### Set exercise
Output every record word for word.

### Material for this exercise
>> Start

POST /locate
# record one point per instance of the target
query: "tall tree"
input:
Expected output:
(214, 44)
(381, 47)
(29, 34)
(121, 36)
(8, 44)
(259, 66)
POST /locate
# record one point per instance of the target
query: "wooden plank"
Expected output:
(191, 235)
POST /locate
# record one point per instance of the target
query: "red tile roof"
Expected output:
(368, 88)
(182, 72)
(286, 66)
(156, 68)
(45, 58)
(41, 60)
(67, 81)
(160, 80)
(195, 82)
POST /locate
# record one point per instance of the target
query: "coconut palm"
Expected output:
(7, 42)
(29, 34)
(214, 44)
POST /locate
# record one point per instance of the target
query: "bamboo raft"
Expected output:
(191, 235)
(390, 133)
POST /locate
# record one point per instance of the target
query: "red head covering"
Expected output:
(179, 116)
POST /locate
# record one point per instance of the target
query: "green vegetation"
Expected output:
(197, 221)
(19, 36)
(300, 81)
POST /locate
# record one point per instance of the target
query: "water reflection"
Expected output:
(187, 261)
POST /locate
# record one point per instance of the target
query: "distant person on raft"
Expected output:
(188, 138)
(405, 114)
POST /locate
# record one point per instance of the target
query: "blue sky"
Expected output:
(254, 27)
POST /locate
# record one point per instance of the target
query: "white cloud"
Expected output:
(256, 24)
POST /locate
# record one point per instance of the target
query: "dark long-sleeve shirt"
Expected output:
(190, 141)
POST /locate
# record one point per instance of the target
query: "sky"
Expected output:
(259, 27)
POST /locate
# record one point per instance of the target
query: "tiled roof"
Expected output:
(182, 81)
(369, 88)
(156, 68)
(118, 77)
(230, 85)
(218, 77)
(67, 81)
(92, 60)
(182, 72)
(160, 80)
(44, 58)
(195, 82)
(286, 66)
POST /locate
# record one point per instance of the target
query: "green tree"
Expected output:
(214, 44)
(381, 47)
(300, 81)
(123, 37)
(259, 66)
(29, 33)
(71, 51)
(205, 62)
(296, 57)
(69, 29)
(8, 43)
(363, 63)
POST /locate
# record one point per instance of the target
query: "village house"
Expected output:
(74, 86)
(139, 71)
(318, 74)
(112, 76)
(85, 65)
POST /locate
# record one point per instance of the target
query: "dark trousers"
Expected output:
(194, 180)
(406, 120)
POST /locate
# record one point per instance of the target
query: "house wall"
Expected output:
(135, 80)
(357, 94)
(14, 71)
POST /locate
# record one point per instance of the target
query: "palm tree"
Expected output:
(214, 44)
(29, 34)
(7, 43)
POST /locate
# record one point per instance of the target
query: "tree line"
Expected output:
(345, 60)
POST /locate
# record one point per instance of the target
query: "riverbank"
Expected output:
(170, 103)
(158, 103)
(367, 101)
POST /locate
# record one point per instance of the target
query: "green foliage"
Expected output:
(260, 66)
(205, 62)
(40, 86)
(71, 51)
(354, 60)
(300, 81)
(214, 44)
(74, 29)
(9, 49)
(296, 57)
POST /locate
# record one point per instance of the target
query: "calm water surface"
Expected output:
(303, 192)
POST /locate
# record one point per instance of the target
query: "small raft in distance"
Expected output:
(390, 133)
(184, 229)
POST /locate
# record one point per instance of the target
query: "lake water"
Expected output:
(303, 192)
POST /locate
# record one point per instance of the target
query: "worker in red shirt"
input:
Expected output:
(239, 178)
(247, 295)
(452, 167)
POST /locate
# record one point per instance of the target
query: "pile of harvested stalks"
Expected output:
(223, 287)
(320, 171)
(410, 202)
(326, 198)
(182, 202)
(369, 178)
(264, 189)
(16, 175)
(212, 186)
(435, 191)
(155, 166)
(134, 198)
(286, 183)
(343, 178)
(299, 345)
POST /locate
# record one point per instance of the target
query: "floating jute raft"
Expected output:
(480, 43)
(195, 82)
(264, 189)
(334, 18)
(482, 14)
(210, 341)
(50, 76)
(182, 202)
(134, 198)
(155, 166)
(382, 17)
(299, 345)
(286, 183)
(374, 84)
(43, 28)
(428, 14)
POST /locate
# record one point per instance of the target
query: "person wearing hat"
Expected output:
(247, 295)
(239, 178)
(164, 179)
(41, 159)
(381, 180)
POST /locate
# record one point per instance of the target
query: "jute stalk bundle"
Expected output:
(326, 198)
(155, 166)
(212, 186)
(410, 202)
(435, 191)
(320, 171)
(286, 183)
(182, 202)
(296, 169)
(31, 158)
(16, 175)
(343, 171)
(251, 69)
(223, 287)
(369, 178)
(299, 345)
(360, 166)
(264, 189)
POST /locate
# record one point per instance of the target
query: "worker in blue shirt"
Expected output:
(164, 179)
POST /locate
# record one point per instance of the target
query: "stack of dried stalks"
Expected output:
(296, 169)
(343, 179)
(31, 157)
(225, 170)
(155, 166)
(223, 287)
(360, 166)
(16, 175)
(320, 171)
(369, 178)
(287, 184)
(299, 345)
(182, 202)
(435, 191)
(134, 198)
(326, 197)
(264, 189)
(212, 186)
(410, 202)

>> End

### Exercise solution
POST /locate
# record one point per instance of the target
query: "tall tree"
input:
Expected output:
(214, 44)
(381, 47)
(29, 34)
(121, 36)
(8, 44)
(259, 66)
POST /locate
# record one point per instance of the target
query: "wooden plank"
Expected output:
(191, 235)
POST /locate
# record one point per instance of the target
query: "red tile roof"
Expected output:
(368, 88)
(182, 72)
(286, 66)
(156, 68)
(45, 58)
(41, 60)
(67, 81)
(160, 80)
(195, 82)
POST /locate
# record one point per instance of the target
query: "coconut palm"
Expected output:
(7, 42)
(29, 34)
(214, 44)
POST /locate
# record one point per instance of the target
query: "bamboo raft"
Expected output:
(191, 235)
(390, 133)
POST /locate
# record one point per instance of the target
query: "red head covering"
Expected output:
(179, 116)
POST /locate
# record one point per instance of the target
query: "green vegetation"
Expected output:
(197, 221)
(19, 36)
(300, 81)
POST /locate
# record one point per instance of the target
query: "water reflection"
Expected output:
(187, 261)
POST /locate
# record one point per instance of the target
query: "distant person on raft"
Expected output:
(188, 138)
(405, 114)
POST /locate
# record one point per instance of the target
query: "blue sky"
Expected output:
(254, 27)
POST /locate
# record one point per instance of the target
query: "white cloud"
Expected output:
(256, 24)
POST /locate
# record one point per instance of the target
query: "dark long-sleeve shirt"
Expected output:
(190, 141)
POST /locate
# record one point per instance of the target
query: "sky"
Expected output:
(259, 27)
POST /locate
# record one point per instance of the target
query: "tiled roof"
Expected output:
(182, 81)
(369, 88)
(156, 68)
(118, 77)
(230, 85)
(218, 77)
(67, 81)
(92, 60)
(182, 72)
(160, 80)
(44, 58)
(195, 82)
(286, 66)
POST /locate
# record one point per instance of the target
query: "green tree"
Expected output:
(214, 44)
(381, 47)
(300, 81)
(123, 37)
(259, 66)
(29, 33)
(71, 51)
(205, 62)
(296, 57)
(69, 29)
(8, 43)
(363, 63)
POST /locate
# record one point per instance of the target
query: "village house"
Expected output:
(74, 86)
(139, 71)
(318, 74)
(112, 76)
(85, 65)
POST /locate
# record one point per instance of the target
query: "dark trousers"
Expected output:
(194, 180)
(406, 120)
POST /locate
# record one point per instance of the target
query: "house wall"
Expected output:
(135, 80)
(357, 94)
(14, 71)
POST /locate
# record one point per instance of the target
query: "palm tree"
Expected output:
(214, 44)
(29, 34)
(7, 43)
POST /locate
# record one point per instance of the target
query: "tree line"
Expected output:
(345, 60)
POST /locate
# record one point per instance of the target
query: "riverbank"
Expected output:
(170, 103)
(158, 103)
(367, 101)
POST /locate
# record one point per instance of the target
query: "green foliage"
Expected output:
(260, 66)
(205, 62)
(40, 86)
(71, 51)
(354, 60)
(300, 81)
(214, 44)
(74, 29)
(9, 49)
(296, 57)
POST /locate
# record one point per instance of the target
query: "calm water surface"
Expected output:
(303, 192)
POST /locate
# record one point per instance of the target
query: "small raft in distance"
Expected output:
(390, 133)
(184, 229)
POST /locate
# record one point per instance of the target
query: "lake water"
Expected output:
(303, 192)
POST /locate
# record one point per instance of the target
query: "worker in red shirt"
input:
Expected output:
(239, 178)
(247, 295)
(452, 167)
POST /locate
# record one point per instance of the target
query: "pile of harvested stalks"
Expected output:
(223, 287)
(320, 171)
(410, 202)
(326, 198)
(182, 202)
(369, 178)
(264, 189)
(16, 175)
(212, 186)
(435, 191)
(155, 166)
(134, 198)
(286, 183)
(343, 178)
(299, 345)
POST /locate
# record one point per instance of the target
query: "floating jute raft"
Expected output:
(480, 43)
(195, 82)
(264, 189)
(334, 18)
(482, 14)
(210, 341)
(50, 76)
(182, 202)
(134, 198)
(155, 166)
(382, 17)
(299, 345)
(286, 183)
(374, 84)
(43, 28)
(428, 14)
POST /locate
# record one point per instance of the target
query: "person wearing hat"
Expected output:
(247, 295)
(239, 178)
(164, 179)
(41, 159)
(381, 180)
POST /locate
# record one point per instance of the target
query: "jute stalk bundle"
Expected output:
(326, 198)
(155, 166)
(212, 186)
(410, 202)
(435, 191)
(320, 171)
(286, 183)
(182, 202)
(296, 169)
(31, 158)
(16, 175)
(343, 171)
(251, 69)
(223, 287)
(369, 178)
(299, 345)
(360, 166)
(264, 189)
POST /locate
# record one point per instance of the target
query: "worker in blue shirt"
Expected output:
(164, 179)
POST /locate
# record one point per instance of the target
query: "stack of dried stalks"
Expected output:
(296, 169)
(343, 179)
(31, 157)
(225, 170)
(155, 166)
(223, 287)
(360, 166)
(16, 175)
(320, 171)
(369, 178)
(287, 184)
(299, 345)
(182, 202)
(435, 191)
(134, 198)
(326, 197)
(264, 189)
(212, 186)
(410, 202)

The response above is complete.